Count the lines in the records below that contain the string "tree", treating uppercase and lowercase letters as different, and reply with the number alone.

•••••

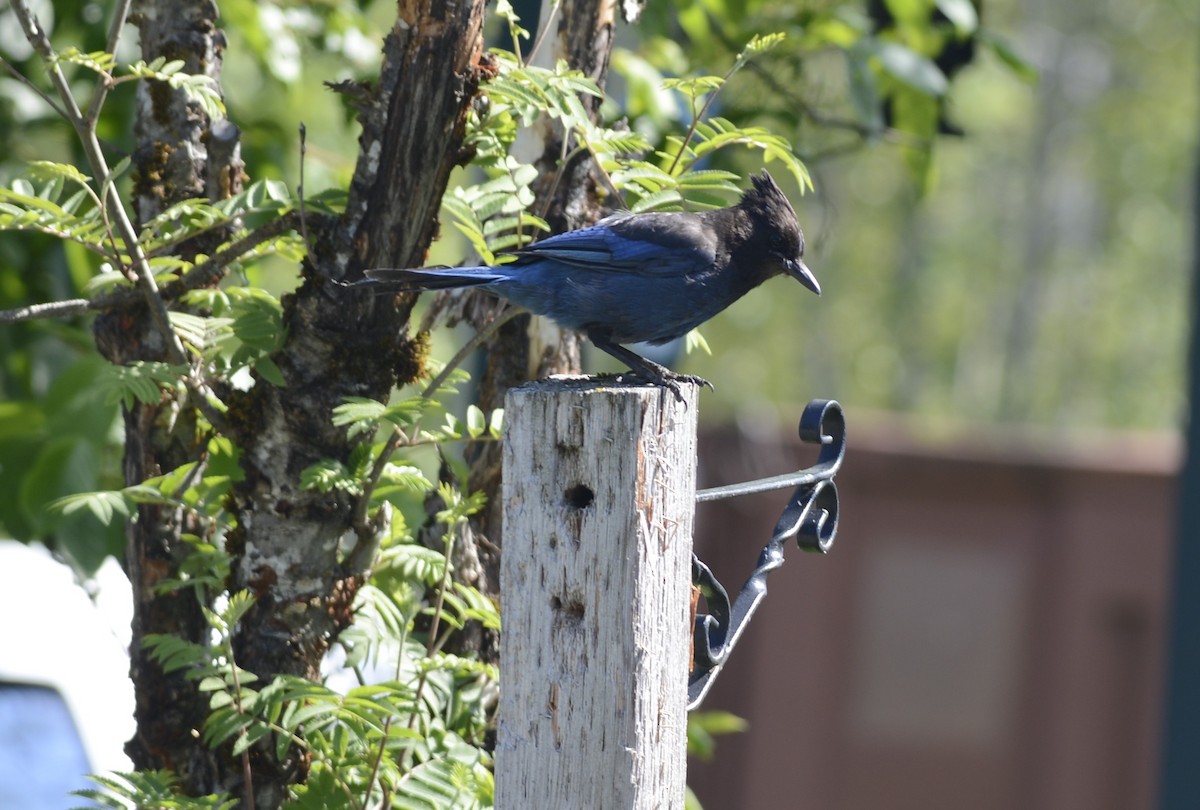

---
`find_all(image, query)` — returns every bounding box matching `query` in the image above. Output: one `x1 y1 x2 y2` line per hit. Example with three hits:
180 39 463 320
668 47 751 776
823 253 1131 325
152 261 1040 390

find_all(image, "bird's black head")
739 169 821 295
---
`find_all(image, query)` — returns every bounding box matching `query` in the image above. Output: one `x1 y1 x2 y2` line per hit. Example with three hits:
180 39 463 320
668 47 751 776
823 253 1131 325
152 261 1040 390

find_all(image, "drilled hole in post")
564 484 596 509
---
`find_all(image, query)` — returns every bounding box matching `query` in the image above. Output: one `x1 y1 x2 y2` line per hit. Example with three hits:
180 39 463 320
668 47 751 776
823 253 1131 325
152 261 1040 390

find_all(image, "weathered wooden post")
496 379 697 810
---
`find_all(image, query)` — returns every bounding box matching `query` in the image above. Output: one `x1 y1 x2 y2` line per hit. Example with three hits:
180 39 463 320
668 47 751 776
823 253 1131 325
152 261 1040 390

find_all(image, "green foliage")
72 770 238 810
0 0 1041 808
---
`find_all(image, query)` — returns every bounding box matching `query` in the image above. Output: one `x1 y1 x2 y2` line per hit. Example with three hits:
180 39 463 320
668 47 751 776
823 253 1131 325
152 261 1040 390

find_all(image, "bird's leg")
588 329 713 402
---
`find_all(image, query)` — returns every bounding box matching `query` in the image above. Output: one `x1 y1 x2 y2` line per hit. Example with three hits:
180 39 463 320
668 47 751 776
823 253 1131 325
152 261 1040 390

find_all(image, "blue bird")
365 172 821 397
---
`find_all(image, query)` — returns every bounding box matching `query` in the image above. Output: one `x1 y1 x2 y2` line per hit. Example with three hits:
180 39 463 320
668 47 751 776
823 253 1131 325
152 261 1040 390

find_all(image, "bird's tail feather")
364 268 508 293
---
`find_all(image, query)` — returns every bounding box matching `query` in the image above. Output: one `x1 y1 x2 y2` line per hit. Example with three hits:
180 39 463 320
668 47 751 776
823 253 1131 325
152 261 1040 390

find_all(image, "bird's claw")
614 370 716 402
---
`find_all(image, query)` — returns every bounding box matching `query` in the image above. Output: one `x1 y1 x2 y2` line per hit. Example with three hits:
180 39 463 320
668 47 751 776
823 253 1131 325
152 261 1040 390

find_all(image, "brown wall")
689 413 1178 810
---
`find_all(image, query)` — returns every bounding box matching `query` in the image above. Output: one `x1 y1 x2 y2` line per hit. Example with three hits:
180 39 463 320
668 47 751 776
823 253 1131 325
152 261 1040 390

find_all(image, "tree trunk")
96 0 485 810
95 0 244 793
456 0 640 661
220 0 486 809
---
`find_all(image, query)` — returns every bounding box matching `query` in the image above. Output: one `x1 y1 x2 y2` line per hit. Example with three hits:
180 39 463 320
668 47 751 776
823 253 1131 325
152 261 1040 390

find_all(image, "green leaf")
47 492 131 526
875 42 949 97
29 161 91 186
936 0 979 36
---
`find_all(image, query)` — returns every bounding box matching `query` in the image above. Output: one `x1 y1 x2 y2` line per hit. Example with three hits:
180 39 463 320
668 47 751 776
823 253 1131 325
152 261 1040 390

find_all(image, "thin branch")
0 298 94 324
12 0 192 369
0 56 67 118
350 306 526 544
0 210 298 323
88 0 133 123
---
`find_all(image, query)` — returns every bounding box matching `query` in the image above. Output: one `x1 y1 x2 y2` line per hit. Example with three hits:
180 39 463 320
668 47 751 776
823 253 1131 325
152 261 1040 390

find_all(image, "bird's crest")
742 169 796 217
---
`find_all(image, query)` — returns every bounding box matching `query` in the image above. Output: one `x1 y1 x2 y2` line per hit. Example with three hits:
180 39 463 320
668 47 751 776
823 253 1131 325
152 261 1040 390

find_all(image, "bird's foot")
631 366 716 402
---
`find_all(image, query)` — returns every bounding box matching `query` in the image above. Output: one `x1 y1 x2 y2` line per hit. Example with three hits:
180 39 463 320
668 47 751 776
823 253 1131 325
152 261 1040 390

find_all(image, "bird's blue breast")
487 259 728 343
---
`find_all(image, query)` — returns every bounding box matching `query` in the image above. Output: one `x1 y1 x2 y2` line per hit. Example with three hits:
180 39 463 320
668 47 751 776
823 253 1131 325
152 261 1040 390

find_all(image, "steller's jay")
365 170 821 396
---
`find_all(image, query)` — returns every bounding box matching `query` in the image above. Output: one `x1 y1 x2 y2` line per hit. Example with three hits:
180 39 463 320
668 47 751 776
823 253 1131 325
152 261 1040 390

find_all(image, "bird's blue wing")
520 214 716 275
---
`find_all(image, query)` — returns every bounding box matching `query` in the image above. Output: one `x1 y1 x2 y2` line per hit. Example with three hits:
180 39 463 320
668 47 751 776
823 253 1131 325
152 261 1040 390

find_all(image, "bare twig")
0 298 92 323
0 56 67 118
296 121 312 256
88 0 133 121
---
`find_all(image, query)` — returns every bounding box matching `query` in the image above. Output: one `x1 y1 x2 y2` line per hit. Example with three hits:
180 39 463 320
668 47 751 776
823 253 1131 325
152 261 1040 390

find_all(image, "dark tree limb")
220 0 486 808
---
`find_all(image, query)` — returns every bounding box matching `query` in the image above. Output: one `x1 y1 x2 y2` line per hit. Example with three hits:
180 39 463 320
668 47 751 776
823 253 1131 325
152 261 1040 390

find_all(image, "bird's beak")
784 259 821 295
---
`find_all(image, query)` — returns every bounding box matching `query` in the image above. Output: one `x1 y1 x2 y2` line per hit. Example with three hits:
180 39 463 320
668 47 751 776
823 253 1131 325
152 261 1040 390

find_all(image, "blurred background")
0 0 1200 810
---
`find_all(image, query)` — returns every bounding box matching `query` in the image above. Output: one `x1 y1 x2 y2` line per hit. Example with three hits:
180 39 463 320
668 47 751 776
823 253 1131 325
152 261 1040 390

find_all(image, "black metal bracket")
688 400 846 712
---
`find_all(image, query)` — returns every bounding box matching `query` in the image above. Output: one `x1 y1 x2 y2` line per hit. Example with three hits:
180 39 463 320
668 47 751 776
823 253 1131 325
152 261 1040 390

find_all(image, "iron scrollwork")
688 400 846 710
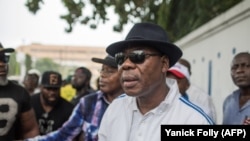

•••••

**Solution for this exercise**
2